Task brief »
Rewrite the stretch of the data below from the line containing "Target: silver bracelet" through the end, keeping every line, requests included. In the answers, multiply each coordinate by 1.2 and round it to a whole number, with halves rounded up.
— BEGIN Information supplied —
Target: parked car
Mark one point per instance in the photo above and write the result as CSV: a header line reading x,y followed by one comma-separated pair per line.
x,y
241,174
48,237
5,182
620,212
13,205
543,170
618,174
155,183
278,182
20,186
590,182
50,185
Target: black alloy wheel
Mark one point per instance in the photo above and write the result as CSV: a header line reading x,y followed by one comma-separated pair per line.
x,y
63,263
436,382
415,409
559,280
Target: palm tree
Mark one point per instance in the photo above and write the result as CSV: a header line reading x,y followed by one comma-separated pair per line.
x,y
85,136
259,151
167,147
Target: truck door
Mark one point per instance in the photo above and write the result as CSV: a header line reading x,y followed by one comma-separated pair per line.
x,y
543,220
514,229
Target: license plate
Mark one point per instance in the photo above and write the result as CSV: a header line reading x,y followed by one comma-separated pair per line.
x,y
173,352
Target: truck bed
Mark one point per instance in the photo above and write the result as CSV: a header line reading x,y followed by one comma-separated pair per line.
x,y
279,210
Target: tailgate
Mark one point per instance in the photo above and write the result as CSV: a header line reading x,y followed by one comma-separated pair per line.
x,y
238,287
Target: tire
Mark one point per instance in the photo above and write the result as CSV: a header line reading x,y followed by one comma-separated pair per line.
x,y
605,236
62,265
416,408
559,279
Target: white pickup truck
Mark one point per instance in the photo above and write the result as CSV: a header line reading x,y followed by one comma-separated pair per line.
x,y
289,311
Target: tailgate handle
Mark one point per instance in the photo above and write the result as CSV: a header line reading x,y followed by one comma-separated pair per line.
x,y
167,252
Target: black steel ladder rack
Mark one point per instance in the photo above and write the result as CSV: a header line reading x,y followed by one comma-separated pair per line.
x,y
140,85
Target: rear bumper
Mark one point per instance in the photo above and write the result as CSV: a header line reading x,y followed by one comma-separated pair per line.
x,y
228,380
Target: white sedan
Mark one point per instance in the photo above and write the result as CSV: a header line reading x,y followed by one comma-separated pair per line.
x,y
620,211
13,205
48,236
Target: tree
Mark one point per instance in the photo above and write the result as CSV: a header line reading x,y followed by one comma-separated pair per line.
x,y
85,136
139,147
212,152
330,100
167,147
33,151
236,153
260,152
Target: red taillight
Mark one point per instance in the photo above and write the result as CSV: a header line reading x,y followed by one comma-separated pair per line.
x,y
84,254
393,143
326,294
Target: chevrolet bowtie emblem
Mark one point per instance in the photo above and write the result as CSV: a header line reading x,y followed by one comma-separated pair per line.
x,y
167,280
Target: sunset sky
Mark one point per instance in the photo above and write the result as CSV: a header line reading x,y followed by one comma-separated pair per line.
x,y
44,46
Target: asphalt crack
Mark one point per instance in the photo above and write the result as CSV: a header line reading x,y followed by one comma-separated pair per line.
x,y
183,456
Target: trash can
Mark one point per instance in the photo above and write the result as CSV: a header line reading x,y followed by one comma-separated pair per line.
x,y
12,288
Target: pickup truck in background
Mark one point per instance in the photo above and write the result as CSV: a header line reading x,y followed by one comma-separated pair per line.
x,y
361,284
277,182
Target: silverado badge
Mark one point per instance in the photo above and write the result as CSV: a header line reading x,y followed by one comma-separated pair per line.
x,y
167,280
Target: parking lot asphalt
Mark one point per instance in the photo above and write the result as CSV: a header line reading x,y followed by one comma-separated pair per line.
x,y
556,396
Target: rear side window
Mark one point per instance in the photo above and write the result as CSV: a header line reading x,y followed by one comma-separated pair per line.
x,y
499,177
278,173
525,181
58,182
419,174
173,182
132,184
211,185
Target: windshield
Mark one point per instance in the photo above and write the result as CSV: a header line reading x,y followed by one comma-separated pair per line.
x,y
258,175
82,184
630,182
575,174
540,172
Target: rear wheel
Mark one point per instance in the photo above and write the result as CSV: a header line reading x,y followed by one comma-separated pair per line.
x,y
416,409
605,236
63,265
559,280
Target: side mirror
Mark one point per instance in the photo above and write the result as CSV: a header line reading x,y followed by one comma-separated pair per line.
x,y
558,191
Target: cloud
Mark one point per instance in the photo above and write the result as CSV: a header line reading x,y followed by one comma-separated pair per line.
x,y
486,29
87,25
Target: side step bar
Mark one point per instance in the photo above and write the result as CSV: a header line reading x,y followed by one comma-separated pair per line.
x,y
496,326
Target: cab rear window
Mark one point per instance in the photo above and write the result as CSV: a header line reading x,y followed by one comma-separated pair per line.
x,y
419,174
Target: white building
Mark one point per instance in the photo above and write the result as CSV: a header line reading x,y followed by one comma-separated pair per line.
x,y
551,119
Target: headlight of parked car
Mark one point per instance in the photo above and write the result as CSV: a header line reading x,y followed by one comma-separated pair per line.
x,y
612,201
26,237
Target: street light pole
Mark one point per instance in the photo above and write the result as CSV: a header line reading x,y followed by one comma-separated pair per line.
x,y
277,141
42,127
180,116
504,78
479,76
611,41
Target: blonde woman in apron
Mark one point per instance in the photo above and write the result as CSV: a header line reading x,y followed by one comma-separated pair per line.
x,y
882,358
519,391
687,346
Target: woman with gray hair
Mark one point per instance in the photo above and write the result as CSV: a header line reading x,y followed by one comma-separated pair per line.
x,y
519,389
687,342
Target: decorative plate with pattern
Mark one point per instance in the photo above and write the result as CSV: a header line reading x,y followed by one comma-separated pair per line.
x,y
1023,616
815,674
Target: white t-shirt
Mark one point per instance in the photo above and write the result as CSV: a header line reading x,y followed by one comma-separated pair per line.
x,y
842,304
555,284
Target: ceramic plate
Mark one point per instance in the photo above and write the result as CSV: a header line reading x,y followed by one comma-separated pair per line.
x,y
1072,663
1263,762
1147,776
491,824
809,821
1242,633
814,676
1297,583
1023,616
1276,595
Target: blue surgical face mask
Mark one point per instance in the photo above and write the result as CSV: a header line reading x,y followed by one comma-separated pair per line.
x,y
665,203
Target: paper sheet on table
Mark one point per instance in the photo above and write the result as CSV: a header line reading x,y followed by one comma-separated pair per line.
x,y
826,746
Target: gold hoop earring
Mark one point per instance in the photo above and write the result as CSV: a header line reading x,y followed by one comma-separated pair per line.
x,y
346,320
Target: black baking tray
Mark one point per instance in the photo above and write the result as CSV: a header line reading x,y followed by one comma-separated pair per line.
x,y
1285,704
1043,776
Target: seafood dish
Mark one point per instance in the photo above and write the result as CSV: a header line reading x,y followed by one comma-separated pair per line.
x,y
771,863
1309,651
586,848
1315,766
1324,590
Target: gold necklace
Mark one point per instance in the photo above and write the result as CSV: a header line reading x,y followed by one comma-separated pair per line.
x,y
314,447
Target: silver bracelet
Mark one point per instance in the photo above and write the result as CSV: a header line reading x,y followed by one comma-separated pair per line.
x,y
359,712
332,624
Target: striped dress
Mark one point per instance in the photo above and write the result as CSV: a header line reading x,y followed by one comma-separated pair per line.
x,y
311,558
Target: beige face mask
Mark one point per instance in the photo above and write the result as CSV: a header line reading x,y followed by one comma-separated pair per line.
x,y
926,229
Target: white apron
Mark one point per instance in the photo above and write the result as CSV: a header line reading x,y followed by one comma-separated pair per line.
— END Information supplied —
Output below »
Target: silver bracelet
Mark one point per instance in the photo above and write the result as CSV: a header line reading x,y followed by one comma-separated pair per line.
x,y
431,854
398,749
Target: striped dress
Mark one point per instance in the photo above and write the result as CSV: a header line reading x,y followed by one comma-separated pair per line.
x,y
373,670
Target: beige face mask
Mark one point per instance in the photo above and write the result as CSV: a header line reading x,y followed by one comma-separated pair per line.
x,y
1111,275
Target: white apron
Mark one point per instance in the photo above and write the result as CSV: a header line reading x,y followed by one comma-separated pair per line.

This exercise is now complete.